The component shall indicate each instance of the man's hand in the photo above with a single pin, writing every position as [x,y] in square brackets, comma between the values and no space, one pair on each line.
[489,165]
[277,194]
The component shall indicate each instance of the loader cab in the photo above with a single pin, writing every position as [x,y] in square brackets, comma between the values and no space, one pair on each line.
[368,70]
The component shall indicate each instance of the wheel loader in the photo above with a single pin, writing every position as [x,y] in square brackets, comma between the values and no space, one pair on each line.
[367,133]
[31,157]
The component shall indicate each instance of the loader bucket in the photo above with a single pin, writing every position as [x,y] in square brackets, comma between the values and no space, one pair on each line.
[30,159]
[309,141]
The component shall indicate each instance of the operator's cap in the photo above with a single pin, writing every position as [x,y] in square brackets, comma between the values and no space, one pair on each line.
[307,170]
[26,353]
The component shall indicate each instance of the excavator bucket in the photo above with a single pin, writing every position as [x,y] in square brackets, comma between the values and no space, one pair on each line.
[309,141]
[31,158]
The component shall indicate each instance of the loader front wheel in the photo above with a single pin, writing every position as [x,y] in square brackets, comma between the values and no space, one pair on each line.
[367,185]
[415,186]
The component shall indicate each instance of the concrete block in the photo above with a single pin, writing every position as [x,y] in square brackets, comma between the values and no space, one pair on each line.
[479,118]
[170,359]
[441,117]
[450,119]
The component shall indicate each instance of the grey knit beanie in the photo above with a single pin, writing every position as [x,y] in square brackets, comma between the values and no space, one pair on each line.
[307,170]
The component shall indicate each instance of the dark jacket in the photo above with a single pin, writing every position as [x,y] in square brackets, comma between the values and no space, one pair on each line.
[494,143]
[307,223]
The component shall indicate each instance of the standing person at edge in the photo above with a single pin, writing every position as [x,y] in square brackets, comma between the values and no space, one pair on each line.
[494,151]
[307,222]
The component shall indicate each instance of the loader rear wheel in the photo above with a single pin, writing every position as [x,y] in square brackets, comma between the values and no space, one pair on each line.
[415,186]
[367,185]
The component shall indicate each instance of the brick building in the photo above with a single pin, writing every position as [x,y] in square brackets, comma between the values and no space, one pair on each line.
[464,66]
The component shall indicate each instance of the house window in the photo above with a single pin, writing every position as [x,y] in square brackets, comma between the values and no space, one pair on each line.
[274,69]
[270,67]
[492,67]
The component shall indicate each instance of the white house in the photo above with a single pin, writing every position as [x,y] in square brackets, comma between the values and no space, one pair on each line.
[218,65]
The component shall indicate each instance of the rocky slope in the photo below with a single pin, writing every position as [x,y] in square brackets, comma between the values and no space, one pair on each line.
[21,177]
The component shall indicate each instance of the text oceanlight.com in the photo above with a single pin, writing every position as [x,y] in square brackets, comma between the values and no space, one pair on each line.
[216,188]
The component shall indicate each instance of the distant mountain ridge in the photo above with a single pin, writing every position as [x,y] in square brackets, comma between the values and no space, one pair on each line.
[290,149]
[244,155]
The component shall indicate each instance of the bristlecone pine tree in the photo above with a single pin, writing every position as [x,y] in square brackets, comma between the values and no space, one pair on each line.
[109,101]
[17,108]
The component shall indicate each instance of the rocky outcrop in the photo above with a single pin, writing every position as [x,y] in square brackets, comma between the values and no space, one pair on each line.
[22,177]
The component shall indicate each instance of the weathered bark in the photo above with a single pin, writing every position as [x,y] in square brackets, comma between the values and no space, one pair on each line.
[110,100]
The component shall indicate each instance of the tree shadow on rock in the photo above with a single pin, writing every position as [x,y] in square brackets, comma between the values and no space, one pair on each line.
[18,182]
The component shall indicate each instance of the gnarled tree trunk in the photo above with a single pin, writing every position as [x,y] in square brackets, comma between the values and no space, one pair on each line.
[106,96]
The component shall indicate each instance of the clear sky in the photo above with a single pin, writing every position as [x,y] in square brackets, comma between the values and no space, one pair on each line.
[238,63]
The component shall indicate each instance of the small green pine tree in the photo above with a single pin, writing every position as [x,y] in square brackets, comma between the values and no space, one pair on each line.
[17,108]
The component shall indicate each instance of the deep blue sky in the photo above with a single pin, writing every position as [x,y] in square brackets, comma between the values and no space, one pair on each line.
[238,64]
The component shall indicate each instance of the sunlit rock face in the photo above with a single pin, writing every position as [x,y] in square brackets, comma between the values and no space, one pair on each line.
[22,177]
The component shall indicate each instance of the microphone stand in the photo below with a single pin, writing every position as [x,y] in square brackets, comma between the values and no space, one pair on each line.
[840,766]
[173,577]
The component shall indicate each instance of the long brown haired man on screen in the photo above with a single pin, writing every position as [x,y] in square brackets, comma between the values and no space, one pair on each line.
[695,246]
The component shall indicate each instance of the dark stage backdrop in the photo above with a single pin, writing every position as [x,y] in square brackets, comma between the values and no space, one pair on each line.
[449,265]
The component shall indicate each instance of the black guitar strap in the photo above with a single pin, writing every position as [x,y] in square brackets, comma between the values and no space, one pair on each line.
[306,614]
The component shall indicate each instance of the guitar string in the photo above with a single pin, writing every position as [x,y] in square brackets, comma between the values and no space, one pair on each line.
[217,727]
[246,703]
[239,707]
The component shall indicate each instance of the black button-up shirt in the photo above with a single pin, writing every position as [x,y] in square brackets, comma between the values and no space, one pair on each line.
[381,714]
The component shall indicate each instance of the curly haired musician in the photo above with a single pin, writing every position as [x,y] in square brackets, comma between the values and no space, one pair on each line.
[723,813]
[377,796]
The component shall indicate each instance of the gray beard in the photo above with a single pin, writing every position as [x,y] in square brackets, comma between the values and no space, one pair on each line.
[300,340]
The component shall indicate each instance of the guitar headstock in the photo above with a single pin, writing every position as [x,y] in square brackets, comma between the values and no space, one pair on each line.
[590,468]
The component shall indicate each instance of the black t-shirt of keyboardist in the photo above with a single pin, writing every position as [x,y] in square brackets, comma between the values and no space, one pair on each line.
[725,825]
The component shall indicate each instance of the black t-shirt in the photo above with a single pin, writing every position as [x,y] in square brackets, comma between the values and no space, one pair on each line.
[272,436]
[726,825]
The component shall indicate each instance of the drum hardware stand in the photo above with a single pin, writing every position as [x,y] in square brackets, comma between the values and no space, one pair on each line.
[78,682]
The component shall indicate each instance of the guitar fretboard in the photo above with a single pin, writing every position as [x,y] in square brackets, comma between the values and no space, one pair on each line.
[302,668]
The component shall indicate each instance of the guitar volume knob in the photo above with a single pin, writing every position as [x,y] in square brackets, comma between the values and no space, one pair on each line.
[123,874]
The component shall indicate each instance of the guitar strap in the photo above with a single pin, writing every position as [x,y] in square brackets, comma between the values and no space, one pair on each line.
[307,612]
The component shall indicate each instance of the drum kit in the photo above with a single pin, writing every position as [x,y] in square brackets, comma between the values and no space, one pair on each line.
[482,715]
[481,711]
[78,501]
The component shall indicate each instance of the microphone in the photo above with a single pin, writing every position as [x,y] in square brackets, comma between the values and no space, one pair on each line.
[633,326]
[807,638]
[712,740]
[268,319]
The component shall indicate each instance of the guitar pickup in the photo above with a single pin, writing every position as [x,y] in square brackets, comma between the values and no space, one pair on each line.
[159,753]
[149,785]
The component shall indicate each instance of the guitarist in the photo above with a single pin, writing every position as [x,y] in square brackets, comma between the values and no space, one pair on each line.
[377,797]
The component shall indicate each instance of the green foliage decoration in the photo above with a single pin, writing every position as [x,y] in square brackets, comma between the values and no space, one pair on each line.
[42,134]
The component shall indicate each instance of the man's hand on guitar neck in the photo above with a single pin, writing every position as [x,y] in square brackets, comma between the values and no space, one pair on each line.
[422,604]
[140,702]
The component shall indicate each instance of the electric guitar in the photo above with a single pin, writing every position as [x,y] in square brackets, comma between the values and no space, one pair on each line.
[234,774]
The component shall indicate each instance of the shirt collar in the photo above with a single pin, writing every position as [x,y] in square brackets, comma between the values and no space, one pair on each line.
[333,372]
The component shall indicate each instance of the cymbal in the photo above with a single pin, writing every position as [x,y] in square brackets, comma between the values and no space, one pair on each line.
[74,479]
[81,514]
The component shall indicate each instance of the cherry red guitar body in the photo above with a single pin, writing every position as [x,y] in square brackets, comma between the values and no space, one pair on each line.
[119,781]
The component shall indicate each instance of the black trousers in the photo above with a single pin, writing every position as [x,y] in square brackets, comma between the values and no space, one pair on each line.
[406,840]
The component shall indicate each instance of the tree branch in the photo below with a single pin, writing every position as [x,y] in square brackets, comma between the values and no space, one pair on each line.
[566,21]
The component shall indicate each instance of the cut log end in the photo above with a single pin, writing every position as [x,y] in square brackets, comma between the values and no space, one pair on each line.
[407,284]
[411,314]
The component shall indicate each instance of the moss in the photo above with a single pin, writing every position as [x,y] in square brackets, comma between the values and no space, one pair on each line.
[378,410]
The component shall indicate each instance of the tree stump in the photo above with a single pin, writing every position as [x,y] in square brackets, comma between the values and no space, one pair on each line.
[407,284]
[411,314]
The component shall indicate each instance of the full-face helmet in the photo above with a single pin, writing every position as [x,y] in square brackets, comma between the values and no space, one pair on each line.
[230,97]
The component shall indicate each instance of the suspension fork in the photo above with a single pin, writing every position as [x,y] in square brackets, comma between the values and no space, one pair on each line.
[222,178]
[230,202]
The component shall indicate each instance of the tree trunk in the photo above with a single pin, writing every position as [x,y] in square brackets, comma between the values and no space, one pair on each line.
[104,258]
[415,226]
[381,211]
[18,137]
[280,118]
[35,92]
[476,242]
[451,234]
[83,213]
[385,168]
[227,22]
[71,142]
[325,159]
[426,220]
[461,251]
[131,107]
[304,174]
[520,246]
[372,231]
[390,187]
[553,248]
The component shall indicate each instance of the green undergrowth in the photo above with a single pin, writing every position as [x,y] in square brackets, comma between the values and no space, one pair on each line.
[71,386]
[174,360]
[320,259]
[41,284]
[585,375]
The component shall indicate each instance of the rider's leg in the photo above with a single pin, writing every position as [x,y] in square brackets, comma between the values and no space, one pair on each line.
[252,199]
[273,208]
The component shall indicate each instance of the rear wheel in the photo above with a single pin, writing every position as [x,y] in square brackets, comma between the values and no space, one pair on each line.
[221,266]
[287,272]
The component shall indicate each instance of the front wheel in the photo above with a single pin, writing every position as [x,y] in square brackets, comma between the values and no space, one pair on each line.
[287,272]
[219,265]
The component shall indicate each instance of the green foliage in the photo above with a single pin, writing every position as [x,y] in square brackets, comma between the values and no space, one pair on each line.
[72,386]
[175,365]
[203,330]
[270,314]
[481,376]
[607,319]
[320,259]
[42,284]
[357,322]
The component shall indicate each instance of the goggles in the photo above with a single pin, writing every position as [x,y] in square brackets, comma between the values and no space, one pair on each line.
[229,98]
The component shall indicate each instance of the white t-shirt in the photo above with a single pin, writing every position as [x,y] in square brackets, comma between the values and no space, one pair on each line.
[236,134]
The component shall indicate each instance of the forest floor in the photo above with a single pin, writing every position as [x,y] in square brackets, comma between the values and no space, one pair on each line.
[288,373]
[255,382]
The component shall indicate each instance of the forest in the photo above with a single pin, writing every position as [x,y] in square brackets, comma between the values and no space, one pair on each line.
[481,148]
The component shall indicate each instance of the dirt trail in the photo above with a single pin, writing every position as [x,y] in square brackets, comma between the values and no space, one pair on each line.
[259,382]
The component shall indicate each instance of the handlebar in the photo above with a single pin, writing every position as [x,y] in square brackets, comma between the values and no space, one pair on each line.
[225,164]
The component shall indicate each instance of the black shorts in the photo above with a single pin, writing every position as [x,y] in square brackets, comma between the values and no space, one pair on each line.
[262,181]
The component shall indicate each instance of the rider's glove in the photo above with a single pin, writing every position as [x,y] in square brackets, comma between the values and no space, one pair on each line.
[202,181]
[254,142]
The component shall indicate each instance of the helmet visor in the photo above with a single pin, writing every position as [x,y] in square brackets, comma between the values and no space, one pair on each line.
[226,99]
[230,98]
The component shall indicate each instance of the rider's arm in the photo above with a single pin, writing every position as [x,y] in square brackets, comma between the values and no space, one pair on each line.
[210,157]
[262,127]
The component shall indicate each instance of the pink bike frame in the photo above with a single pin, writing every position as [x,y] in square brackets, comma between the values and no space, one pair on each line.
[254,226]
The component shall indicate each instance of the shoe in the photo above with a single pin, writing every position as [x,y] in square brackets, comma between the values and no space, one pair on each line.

-=-=-=-=-

What you give back should be the lines from the one with "The component shall indicate each instance of the helmet" to the end of the data, copied exactly, both ends included.

* _Response box_:
The component shall indicate each instance of the helmet visor in the photo above with a single pin, writing every position as [x,y] in square brackets, comma between the values and no space, one pair on each line.
[226,99]
[230,98]
The component shall indicate each instance of the rider's arm in the photo above with a single pin, writing every position as [x,y] in square brackets, comma between the values and no space, one pair on each line.
[210,157]
[262,127]
The component shall indicate each instance of the pink bike frame in the photo above with a single pin, writing every position as [x,y] in square brackets, comma between the values and no space, one pair on each line.
[254,226]
The component shall indicate each instance of the shoe in the photo above with a single pin, writing every position as [x,y] in square brackets, comma between the values and no space, one pair on each line.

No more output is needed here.